▶ _Dataset excerpts on object pointing_
%%

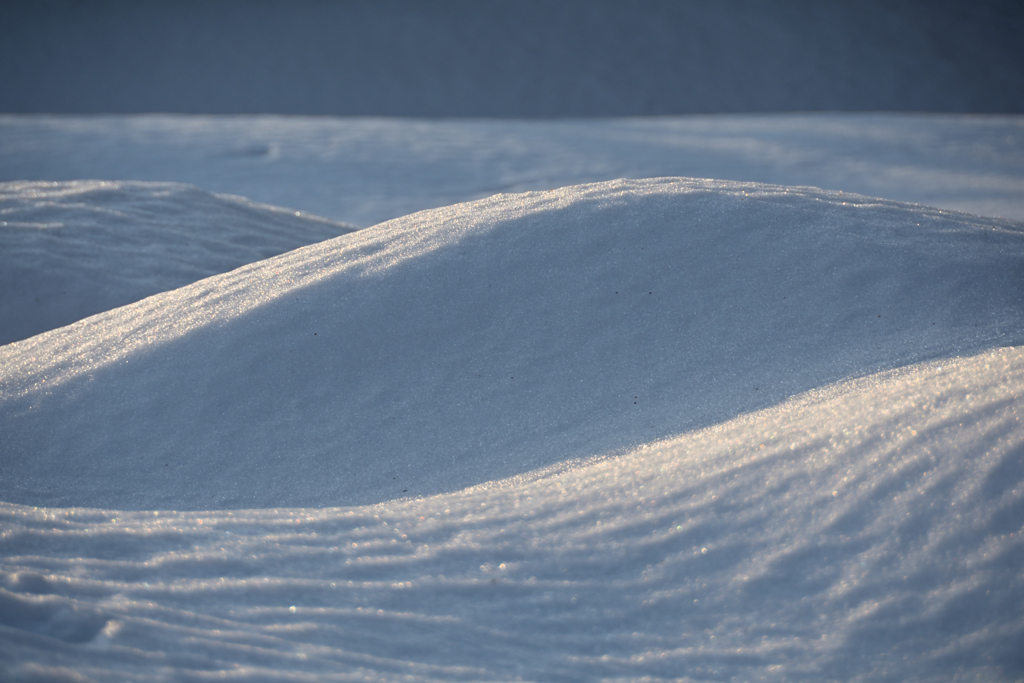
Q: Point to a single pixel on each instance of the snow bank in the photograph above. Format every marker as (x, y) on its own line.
(868, 531)
(484, 340)
(69, 250)
(366, 171)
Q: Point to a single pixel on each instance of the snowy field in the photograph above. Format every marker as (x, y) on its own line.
(535, 421)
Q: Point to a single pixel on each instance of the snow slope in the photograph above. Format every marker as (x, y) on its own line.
(69, 250)
(868, 531)
(366, 171)
(484, 340)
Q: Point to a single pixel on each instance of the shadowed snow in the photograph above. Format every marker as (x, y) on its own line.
(869, 530)
(69, 250)
(484, 340)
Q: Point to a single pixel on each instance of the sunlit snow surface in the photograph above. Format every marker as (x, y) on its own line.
(750, 432)
(867, 531)
(365, 171)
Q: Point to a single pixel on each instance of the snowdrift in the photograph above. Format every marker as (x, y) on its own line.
(868, 531)
(485, 340)
(69, 250)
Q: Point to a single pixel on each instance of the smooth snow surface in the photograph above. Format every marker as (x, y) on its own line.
(365, 171)
(870, 531)
(69, 250)
(483, 340)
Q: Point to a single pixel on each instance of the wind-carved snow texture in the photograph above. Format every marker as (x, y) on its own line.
(69, 250)
(366, 171)
(867, 531)
(485, 340)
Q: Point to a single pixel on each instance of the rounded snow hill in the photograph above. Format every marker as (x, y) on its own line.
(487, 339)
(69, 250)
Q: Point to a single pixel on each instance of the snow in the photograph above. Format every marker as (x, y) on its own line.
(870, 530)
(69, 250)
(636, 429)
(366, 171)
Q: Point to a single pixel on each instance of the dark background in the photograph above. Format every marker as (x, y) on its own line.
(510, 58)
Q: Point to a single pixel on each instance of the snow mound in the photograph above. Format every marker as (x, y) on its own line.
(869, 531)
(484, 340)
(69, 250)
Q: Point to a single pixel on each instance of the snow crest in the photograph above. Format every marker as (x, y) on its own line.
(485, 340)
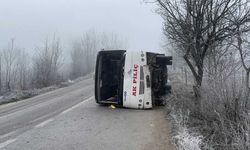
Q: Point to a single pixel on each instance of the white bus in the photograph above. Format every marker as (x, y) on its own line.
(131, 79)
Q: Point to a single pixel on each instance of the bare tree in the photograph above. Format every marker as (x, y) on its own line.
(9, 56)
(23, 70)
(83, 54)
(195, 27)
(47, 63)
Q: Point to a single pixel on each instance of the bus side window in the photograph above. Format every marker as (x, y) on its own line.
(147, 81)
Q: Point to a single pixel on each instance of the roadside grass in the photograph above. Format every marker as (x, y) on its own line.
(218, 126)
(18, 95)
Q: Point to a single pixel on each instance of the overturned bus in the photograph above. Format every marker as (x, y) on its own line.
(132, 79)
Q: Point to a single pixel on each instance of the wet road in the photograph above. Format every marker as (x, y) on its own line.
(68, 118)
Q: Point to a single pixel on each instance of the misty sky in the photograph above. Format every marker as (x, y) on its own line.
(31, 21)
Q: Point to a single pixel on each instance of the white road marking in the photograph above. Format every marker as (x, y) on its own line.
(44, 123)
(7, 134)
(4, 144)
(77, 105)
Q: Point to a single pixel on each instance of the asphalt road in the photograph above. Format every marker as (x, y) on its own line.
(69, 119)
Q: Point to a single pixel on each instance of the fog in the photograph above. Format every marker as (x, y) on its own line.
(29, 22)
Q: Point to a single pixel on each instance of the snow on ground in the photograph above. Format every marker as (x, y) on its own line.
(18, 95)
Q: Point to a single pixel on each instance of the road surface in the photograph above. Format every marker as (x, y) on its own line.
(69, 119)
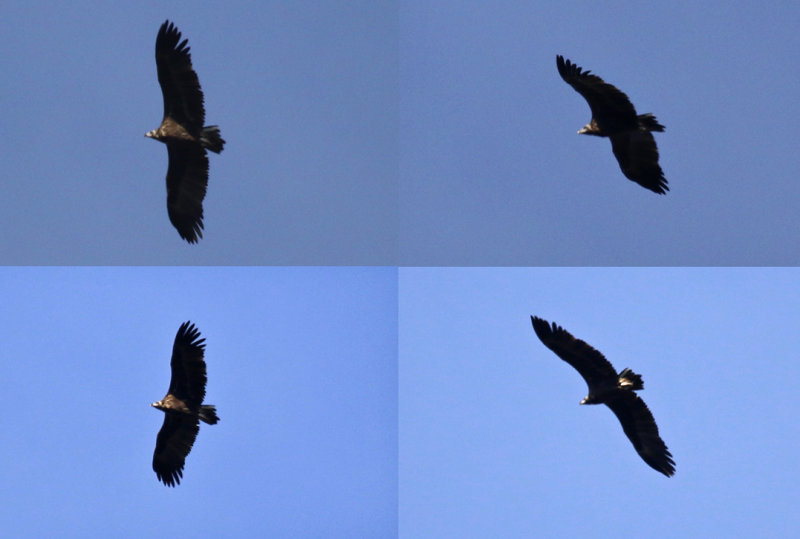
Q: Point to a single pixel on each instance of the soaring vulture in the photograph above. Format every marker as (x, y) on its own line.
(183, 406)
(183, 132)
(613, 116)
(614, 390)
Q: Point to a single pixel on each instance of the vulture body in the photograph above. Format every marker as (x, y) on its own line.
(183, 406)
(614, 116)
(617, 391)
(183, 132)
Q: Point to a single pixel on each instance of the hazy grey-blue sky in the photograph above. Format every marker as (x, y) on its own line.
(305, 96)
(411, 133)
(493, 442)
(492, 171)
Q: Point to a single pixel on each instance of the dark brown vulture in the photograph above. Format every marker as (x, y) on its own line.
(613, 116)
(183, 406)
(614, 390)
(183, 132)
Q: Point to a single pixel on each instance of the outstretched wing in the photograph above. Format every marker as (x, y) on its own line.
(641, 429)
(188, 382)
(175, 440)
(590, 363)
(187, 180)
(637, 155)
(611, 108)
(183, 98)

%%

▶ _Short problem_
Word for word, quote the full listing, omitting every picture.

▶ _Answer_
Q: Point to a single pixel on each instance of the snow bank in the photograph above. Format every marker as (x, y) on its own line.
(868, 531)
(484, 340)
(69, 250)
(366, 171)
Q: Point to a single pixel on each instance of the snowy field in the photograph above. Format every marker as (x, y) on its own line.
(535, 421)
Q: Point to a single pixel on each instance of the snow slope in the photograph above. Format every marker as (x, y) on its own line.
(69, 250)
(868, 531)
(366, 171)
(484, 340)
Q: Point to a single pixel on each instance of the shadowed snow in the photograph above. Format every marker as (x, y) on its own line.
(869, 530)
(69, 250)
(484, 340)
Q: Point to a single pixel on each instance of the sunlit snow surface in the photograph above. Format every marker as (x, y) on its own line.
(750, 432)
(867, 531)
(365, 171)
Q: Point to a single pixel on each instance of the snowdrift in the photograph above. Format every marker as (x, y) on its own line.
(868, 531)
(485, 340)
(69, 250)
Q: Point to a single pixel on each instance of the smooth snow surface in the photograph above. Format every marker as (x, y) on its own line.
(365, 171)
(870, 531)
(69, 250)
(483, 340)
Q: Point to a single pixel on each instance of the wind-carved snow texture in the photograph above. Format every marker as (x, y) on its own line.
(69, 250)
(366, 171)
(867, 531)
(485, 340)
Q: Point to a single pixel on each instance of the rounded snow hill in the photograph above. Format every marker as (x, y) on its own line.
(487, 339)
(69, 250)
Q: Point to a single pixel on each instance of the snow in the photograph above. Format every marker as (x, y) on its own line.
(870, 530)
(69, 250)
(636, 429)
(366, 171)
Q: Point to a single pixel on each instance of the dark background in the photograph above. Format every marker as (x, y) on its own line.
(510, 58)
Q: Point to a single pixel on each instance of the snow mound in the photograph above. Format every marker as (x, y) on its own line.
(869, 531)
(484, 340)
(69, 250)
Q: Point to a single pixel on each instance of the snow crest in the photograph above. Format every marker as (x, y) on its own line.
(485, 340)
Q: Point to a single pixel on each instance of the white bus in the photograph above. Format every marker as (x, y) on its own line.
(131, 79)
Q: Point to a single pixel on each instance of the bare tree in the photograph above. Format every marker as (x, y) on its own line.
(9, 56)
(23, 70)
(83, 54)
(195, 27)
(47, 63)
Q: Point to a single pixel on each instance of the bus side window in the photograph above. Format every marker as (x, y) on its own line.
(147, 81)
Q: Point to a single pixel on each instance of the roadside grass in the photograph above. Format every marker as (x, y) on its own line.
(218, 126)
(18, 95)
Q: Point to a single pixel on each instance of the overturned bus in the photograph above. Format every marker as (x, y) on its own line.
(132, 79)
Q: Point to a single pixel on each instance of the wet road in the photograph above. Format every marker as (x, y) on its own line.
(68, 118)
Q: Point to a single pixel on each instance of the misty sky in the photograph above. Format every marker as (x, y) on its own line.
(31, 21)
Q: Point to a single pixel on each instance of the white road marking in the photograph above. Format every marker as (x, y) on its own line.
(44, 123)
(7, 134)
(4, 144)
(77, 105)
Q: Point to a single pixel on each instance of the asphalt road in the photograph above. Format every marker as (x, y) on its own line.
(69, 119)
Q: Point to a single pixel on each instance of the fog in the photograph above. Format every marker as (x, y) on its own line.
(29, 22)
Q: Point to a single pixel on each instance of the snow on ground in the photograph above. Format every marker as (x, y) on its own line.
(18, 95)
Q: Point to a single pixel on each instance of the road surface in the photograph above. Format every marker as (x, y) on its own line.
(69, 119)
Q: Point to a single pixel on each instance of the soaring vulture in the photograph above. Format every marker as (x, y) on its own line.
(183, 406)
(183, 132)
(613, 116)
(614, 390)
Q: Point to a single pixel on each instance of the vulture body in the photograph above. Format every marker as (x, y) on its own line.
(183, 406)
(614, 116)
(617, 391)
(183, 132)
Q: Point to a single pixel on each instance of the hazy grey-blue sky in the photograph above. Format every marker as (x, y) on its own line.
(305, 96)
(411, 133)
(493, 442)
(492, 171)
Q: Point to a single pixel on each instance of the dark brown vulture in the photograph above. Format every marker as (x, y) on its own line.
(613, 116)
(183, 406)
(614, 390)
(183, 132)
Q: Point to a single pixel on each instance of the outstretched wing in the photograph above. Format every marker as (x, y) on its own line.
(641, 429)
(188, 382)
(175, 440)
(590, 363)
(187, 180)
(637, 155)
(611, 108)
(183, 98)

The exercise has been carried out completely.